§ Brief: For every line in the material below that holds "granite", report the line.

§ Dataset excerpts:
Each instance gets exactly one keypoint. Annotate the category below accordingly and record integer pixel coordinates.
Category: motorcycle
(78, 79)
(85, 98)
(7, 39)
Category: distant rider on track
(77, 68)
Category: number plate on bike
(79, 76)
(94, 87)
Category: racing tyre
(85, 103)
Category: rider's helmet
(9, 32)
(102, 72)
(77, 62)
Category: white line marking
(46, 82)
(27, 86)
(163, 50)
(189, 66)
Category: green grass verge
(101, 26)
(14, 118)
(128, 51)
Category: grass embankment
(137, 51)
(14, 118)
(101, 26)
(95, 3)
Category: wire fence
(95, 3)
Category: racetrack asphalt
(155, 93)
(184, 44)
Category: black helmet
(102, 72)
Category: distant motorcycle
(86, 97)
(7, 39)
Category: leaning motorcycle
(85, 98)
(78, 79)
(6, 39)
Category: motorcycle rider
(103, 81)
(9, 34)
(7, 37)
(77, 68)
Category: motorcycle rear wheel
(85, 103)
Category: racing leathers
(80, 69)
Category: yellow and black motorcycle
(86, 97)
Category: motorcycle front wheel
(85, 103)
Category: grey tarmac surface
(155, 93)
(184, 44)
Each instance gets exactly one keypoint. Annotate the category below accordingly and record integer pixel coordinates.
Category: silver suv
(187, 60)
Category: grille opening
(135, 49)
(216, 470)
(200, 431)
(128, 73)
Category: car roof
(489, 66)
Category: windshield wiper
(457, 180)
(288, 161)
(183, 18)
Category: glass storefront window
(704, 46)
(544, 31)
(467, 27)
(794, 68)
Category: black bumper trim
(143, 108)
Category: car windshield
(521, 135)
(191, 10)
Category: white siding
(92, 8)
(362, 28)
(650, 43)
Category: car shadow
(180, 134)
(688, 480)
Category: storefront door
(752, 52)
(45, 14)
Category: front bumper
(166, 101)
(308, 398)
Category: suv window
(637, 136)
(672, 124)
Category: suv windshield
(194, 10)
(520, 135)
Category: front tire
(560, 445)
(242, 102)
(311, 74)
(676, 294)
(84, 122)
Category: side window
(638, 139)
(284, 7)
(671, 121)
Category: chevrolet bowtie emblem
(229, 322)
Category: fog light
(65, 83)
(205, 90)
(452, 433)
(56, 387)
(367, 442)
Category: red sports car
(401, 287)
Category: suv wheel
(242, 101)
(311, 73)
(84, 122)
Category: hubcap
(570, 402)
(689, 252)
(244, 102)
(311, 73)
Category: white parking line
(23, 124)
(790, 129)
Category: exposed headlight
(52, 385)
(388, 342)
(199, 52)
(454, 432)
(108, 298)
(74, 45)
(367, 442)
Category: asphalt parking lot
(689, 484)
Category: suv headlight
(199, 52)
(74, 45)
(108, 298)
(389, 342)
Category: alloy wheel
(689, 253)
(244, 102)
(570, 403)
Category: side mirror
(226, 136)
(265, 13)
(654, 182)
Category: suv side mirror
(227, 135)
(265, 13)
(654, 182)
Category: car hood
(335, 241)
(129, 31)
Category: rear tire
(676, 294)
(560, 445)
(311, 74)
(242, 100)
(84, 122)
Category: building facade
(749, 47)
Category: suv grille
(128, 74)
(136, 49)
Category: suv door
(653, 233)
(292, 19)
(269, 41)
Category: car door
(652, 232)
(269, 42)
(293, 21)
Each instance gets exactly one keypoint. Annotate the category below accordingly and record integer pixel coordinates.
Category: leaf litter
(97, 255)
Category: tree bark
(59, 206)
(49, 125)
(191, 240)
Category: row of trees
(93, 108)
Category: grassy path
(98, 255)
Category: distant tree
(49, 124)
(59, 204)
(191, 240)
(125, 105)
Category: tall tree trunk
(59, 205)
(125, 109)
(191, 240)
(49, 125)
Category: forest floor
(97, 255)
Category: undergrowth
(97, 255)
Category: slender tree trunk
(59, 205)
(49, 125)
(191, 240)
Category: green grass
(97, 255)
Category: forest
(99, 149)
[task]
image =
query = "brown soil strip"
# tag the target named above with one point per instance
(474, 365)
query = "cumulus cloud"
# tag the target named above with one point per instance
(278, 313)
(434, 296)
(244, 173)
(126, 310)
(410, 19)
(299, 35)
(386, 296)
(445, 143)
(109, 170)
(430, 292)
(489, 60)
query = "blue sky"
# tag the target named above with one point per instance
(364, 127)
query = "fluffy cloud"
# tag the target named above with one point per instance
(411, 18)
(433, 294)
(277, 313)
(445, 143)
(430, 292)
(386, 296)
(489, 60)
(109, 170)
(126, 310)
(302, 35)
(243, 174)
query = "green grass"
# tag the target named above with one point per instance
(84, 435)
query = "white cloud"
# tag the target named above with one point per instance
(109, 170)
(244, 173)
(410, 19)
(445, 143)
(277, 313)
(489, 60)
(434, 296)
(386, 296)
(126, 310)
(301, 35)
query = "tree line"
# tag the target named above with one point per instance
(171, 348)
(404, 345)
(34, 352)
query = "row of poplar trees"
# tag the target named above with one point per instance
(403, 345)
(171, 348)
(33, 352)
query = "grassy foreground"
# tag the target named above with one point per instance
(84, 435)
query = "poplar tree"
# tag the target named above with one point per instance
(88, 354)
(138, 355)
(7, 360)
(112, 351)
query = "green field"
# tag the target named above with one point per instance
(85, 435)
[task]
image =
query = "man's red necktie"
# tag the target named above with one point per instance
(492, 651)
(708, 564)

...

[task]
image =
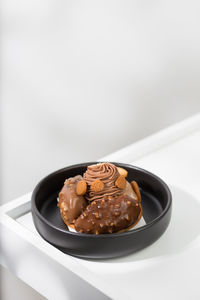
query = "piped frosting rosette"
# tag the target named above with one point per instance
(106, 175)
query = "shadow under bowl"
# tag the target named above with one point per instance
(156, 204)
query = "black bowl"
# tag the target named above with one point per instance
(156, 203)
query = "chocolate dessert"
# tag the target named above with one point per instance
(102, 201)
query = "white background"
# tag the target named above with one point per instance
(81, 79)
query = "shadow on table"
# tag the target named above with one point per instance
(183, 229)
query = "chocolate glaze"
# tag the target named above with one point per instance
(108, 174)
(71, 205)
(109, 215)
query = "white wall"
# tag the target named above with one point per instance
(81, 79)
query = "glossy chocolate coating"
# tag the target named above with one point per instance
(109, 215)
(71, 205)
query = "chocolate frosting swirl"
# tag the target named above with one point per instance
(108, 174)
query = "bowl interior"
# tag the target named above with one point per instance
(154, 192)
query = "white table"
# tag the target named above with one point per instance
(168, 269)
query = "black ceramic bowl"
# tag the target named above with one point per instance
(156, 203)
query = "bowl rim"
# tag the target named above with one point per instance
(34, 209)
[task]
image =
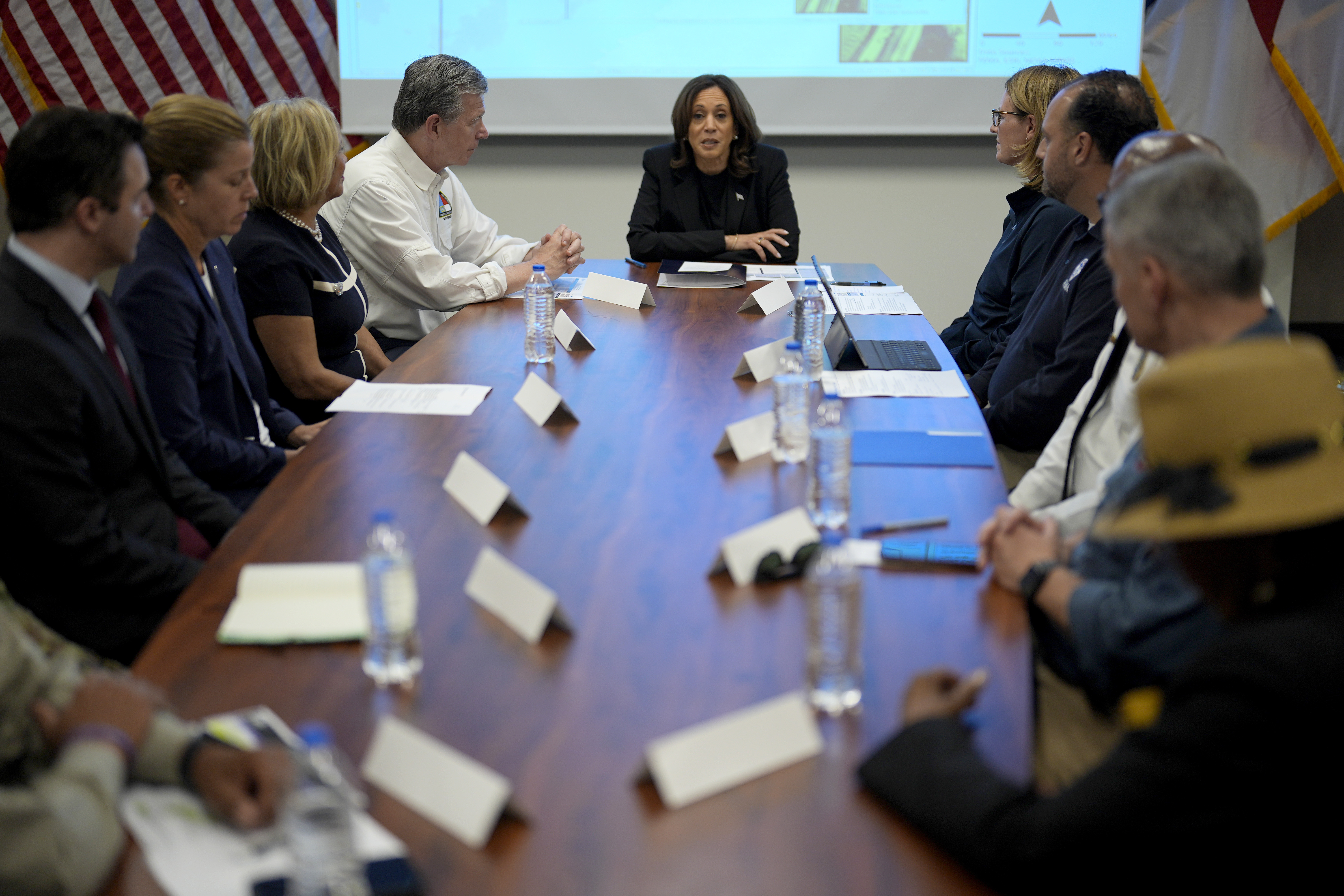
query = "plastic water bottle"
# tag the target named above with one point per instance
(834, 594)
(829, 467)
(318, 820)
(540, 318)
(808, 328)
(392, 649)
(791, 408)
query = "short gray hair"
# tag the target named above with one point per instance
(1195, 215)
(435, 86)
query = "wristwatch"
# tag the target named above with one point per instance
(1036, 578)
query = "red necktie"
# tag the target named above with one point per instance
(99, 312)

--

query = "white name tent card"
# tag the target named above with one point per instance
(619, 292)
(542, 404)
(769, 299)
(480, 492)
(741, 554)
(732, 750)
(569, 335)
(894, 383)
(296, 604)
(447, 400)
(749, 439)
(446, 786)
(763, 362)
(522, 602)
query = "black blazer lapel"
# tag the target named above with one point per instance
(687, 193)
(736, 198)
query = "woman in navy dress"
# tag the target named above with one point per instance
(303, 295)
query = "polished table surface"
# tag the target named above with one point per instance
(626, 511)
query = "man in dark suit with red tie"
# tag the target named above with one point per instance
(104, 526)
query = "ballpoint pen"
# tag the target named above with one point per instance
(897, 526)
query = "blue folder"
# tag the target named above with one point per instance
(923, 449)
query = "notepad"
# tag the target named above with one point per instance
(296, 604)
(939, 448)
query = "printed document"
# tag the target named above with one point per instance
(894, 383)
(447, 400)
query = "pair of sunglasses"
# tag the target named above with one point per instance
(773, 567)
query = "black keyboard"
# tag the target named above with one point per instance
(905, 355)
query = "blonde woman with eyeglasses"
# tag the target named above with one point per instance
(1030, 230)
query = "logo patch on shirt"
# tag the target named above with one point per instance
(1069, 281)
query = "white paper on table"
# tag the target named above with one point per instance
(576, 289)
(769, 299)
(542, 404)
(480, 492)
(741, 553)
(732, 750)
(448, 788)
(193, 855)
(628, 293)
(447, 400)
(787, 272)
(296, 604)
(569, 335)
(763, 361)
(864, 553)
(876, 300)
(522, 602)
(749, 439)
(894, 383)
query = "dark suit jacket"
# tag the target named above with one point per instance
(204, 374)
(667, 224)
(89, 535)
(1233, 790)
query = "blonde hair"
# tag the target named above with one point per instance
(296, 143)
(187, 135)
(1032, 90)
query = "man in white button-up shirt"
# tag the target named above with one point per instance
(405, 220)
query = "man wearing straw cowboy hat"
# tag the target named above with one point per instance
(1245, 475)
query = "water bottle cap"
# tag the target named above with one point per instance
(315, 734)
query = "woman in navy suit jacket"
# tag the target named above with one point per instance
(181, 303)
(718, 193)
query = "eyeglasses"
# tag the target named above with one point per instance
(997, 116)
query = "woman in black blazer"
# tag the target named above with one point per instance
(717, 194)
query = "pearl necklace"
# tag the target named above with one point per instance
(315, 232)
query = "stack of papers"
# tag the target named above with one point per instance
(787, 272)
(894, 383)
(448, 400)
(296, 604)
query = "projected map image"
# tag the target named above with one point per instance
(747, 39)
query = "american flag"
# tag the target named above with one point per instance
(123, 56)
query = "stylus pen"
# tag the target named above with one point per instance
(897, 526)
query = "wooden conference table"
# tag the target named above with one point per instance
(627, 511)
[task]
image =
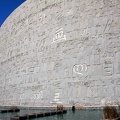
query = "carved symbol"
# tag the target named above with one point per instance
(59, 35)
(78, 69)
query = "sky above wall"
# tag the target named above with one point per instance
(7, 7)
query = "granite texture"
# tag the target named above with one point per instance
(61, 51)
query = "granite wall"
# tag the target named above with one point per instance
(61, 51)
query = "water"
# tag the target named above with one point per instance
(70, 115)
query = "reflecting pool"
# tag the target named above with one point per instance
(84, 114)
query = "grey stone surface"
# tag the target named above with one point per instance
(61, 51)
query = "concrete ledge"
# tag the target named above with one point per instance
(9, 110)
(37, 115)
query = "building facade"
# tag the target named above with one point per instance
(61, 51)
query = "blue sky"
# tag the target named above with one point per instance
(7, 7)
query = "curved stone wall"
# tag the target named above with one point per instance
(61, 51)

§ Written answer:
query = "granite texture"
query = "granite wall"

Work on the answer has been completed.